• Material shown:
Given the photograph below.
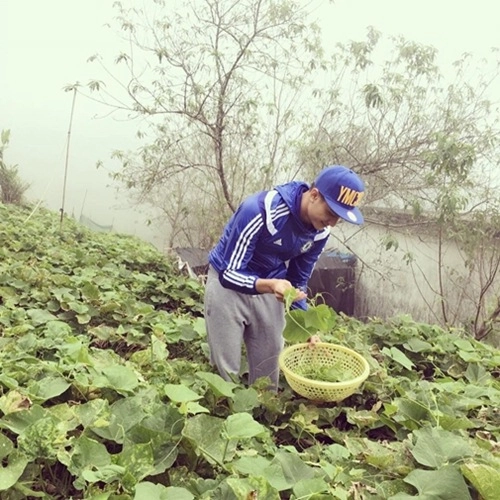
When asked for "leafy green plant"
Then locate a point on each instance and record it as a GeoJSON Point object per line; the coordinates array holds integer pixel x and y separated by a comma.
{"type": "Point", "coordinates": [106, 391]}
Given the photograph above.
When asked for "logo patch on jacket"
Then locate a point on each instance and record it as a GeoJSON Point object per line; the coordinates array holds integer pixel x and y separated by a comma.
{"type": "Point", "coordinates": [306, 246]}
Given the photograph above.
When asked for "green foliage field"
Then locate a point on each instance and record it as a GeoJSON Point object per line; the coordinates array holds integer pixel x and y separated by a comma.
{"type": "Point", "coordinates": [106, 392]}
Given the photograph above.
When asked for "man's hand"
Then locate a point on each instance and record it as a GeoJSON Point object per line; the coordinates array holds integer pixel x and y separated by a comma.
{"type": "Point", "coordinates": [278, 287]}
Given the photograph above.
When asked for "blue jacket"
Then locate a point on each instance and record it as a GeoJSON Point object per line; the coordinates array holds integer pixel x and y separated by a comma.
{"type": "Point", "coordinates": [265, 238]}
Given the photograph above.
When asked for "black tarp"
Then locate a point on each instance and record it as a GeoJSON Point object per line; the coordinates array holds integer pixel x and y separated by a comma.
{"type": "Point", "coordinates": [333, 278]}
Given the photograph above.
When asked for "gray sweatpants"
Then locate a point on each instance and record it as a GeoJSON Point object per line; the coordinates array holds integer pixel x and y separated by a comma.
{"type": "Point", "coordinates": [233, 318]}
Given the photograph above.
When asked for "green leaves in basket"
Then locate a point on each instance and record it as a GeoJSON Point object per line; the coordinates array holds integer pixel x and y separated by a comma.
{"type": "Point", "coordinates": [323, 373]}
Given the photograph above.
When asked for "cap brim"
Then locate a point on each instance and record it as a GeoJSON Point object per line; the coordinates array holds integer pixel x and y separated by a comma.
{"type": "Point", "coordinates": [352, 215]}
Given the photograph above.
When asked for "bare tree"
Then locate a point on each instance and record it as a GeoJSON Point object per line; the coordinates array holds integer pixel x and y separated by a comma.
{"type": "Point", "coordinates": [224, 84]}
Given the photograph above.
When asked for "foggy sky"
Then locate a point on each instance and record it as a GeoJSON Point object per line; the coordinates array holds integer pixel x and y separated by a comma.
{"type": "Point", "coordinates": [45, 45]}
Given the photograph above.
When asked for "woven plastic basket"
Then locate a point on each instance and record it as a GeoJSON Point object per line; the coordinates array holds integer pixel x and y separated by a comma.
{"type": "Point", "coordinates": [296, 358]}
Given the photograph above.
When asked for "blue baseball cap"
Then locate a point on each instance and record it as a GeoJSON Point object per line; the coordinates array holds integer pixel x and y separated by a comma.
{"type": "Point", "coordinates": [342, 190]}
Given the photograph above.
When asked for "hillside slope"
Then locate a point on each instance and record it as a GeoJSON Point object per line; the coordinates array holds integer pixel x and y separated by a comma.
{"type": "Point", "coordinates": [106, 392]}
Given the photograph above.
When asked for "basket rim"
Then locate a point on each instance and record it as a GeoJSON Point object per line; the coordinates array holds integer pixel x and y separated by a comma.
{"type": "Point", "coordinates": [321, 383]}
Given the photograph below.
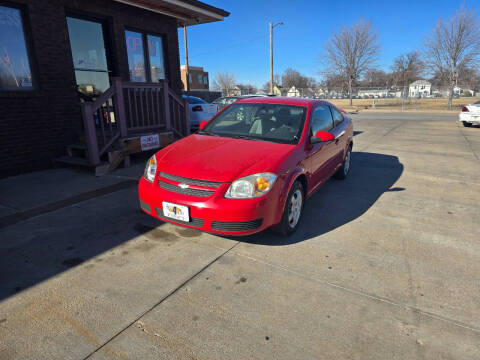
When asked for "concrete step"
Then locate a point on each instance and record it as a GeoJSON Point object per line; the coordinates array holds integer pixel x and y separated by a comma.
{"type": "Point", "coordinates": [100, 169]}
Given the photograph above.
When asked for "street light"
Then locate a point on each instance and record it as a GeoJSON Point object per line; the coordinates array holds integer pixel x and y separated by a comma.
{"type": "Point", "coordinates": [271, 54]}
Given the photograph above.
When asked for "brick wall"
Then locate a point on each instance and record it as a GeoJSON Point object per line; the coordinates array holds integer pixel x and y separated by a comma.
{"type": "Point", "coordinates": [36, 125]}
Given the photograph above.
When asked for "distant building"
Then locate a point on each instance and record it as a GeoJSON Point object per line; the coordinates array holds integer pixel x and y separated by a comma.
{"type": "Point", "coordinates": [374, 92]}
{"type": "Point", "coordinates": [420, 88]}
{"type": "Point", "coordinates": [240, 90]}
{"type": "Point", "coordinates": [197, 78]}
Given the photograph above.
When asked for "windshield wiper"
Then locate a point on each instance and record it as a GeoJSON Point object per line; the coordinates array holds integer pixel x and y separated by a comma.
{"type": "Point", "coordinates": [245, 137]}
{"type": "Point", "coordinates": [203, 132]}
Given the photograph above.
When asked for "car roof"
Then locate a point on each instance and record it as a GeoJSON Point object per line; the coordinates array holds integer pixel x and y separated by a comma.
{"type": "Point", "coordinates": [282, 100]}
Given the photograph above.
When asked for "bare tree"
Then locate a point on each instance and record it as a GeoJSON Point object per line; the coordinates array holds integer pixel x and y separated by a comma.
{"type": "Point", "coordinates": [224, 82]}
{"type": "Point", "coordinates": [352, 51]}
{"type": "Point", "coordinates": [277, 81]}
{"type": "Point", "coordinates": [376, 78]}
{"type": "Point", "coordinates": [453, 44]}
{"type": "Point", "coordinates": [292, 77]}
{"type": "Point", "coordinates": [407, 68]}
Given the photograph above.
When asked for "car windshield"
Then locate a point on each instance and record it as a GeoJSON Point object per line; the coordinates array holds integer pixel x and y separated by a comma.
{"type": "Point", "coordinates": [259, 121]}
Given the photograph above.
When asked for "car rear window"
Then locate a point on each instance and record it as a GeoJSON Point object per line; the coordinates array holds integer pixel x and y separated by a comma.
{"type": "Point", "coordinates": [195, 100]}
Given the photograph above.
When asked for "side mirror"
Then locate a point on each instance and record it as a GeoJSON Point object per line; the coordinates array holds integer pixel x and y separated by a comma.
{"type": "Point", "coordinates": [322, 136]}
{"type": "Point", "coordinates": [202, 124]}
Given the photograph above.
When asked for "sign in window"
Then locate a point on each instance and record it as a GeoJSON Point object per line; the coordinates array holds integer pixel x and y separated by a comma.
{"type": "Point", "coordinates": [89, 56]}
{"type": "Point", "coordinates": [145, 52]}
{"type": "Point", "coordinates": [15, 73]}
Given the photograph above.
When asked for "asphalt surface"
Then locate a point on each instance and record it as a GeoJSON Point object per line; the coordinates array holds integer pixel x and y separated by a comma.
{"type": "Point", "coordinates": [385, 265]}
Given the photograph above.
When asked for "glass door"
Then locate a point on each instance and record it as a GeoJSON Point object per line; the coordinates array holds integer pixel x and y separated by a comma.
{"type": "Point", "coordinates": [89, 56]}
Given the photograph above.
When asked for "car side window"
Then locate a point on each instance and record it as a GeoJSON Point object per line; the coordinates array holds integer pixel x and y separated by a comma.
{"type": "Point", "coordinates": [337, 116]}
{"type": "Point", "coordinates": [321, 119]}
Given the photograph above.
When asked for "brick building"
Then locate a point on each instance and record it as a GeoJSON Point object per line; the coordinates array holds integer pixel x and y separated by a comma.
{"type": "Point", "coordinates": [197, 78]}
{"type": "Point", "coordinates": [56, 54]}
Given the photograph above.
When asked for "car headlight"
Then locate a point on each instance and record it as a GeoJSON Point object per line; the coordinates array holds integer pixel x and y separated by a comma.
{"type": "Point", "coordinates": [150, 169]}
{"type": "Point", "coordinates": [251, 186]}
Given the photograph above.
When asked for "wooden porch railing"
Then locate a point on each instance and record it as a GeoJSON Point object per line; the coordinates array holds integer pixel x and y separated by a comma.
{"type": "Point", "coordinates": [128, 108]}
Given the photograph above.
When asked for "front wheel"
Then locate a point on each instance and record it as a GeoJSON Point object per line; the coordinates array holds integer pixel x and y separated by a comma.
{"type": "Point", "coordinates": [292, 212]}
{"type": "Point", "coordinates": [345, 168]}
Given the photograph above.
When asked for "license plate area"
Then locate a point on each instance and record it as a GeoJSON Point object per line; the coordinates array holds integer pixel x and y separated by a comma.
{"type": "Point", "coordinates": [175, 211]}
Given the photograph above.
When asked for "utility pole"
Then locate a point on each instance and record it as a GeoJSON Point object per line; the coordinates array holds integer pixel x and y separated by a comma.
{"type": "Point", "coordinates": [187, 72]}
{"type": "Point", "coordinates": [271, 26]}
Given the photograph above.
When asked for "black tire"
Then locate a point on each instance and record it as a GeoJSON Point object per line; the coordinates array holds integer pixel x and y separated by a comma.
{"type": "Point", "coordinates": [343, 171]}
{"type": "Point", "coordinates": [285, 227]}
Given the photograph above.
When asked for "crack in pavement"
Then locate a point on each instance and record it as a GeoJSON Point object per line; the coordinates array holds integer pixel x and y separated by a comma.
{"type": "Point", "coordinates": [382, 136]}
{"type": "Point", "coordinates": [368, 295]}
{"type": "Point", "coordinates": [172, 292]}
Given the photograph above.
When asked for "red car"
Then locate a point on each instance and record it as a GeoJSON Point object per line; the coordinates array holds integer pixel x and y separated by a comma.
{"type": "Point", "coordinates": [250, 167]}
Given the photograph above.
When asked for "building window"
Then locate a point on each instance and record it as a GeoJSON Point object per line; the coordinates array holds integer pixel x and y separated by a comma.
{"type": "Point", "coordinates": [15, 73]}
{"type": "Point", "coordinates": [139, 59]}
{"type": "Point", "coordinates": [89, 56]}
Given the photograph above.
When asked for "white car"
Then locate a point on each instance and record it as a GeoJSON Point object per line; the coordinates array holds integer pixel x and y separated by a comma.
{"type": "Point", "coordinates": [200, 111]}
{"type": "Point", "coordinates": [470, 114]}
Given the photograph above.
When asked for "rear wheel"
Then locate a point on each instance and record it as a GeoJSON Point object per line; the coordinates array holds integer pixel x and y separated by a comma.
{"type": "Point", "coordinates": [292, 212]}
{"type": "Point", "coordinates": [345, 168]}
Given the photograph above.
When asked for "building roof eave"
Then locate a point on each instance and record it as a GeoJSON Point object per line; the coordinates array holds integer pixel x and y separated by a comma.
{"type": "Point", "coordinates": [187, 12]}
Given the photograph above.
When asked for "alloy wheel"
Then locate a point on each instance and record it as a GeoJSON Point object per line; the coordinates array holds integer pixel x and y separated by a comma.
{"type": "Point", "coordinates": [295, 208]}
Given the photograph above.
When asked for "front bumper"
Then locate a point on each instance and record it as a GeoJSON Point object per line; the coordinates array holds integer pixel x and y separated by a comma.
{"type": "Point", "coordinates": [465, 116]}
{"type": "Point", "coordinates": [214, 213]}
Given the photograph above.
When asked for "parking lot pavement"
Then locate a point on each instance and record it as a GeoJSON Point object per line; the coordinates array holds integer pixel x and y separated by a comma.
{"type": "Point", "coordinates": [385, 265]}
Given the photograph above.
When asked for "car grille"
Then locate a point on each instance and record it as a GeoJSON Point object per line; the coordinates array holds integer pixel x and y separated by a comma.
{"type": "Point", "coordinates": [194, 222]}
{"type": "Point", "coordinates": [187, 191]}
{"type": "Point", "coordinates": [210, 184]}
{"type": "Point", "coordinates": [237, 226]}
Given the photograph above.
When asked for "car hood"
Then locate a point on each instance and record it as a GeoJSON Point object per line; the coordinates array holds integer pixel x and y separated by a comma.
{"type": "Point", "coordinates": [220, 159]}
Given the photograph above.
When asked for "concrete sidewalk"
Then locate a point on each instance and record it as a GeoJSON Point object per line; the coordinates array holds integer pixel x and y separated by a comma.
{"type": "Point", "coordinates": [32, 194]}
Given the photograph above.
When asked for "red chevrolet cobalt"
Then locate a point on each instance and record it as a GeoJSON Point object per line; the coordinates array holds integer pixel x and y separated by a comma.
{"type": "Point", "coordinates": [251, 167]}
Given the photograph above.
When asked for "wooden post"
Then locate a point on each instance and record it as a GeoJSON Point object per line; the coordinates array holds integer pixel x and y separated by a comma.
{"type": "Point", "coordinates": [187, 70]}
{"type": "Point", "coordinates": [271, 57]}
{"type": "Point", "coordinates": [120, 107]}
{"type": "Point", "coordinates": [166, 104]}
{"type": "Point", "coordinates": [90, 133]}
{"type": "Point", "coordinates": [187, 116]}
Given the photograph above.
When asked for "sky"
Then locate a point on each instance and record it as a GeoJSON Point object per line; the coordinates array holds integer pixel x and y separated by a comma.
{"type": "Point", "coordinates": [240, 43]}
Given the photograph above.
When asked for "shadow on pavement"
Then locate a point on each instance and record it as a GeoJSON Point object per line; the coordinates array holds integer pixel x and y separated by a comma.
{"type": "Point", "coordinates": [45, 246]}
{"type": "Point", "coordinates": [339, 202]}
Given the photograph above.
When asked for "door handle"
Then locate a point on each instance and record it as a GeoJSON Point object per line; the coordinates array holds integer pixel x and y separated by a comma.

• Exercise description: Pull out every line of the data above that contains the word "basket", and copy each one.

• Answer to this exercise:
When asked for "green leaves in basket"
When asked for "woven plastic basket"
When asked for "basket rim"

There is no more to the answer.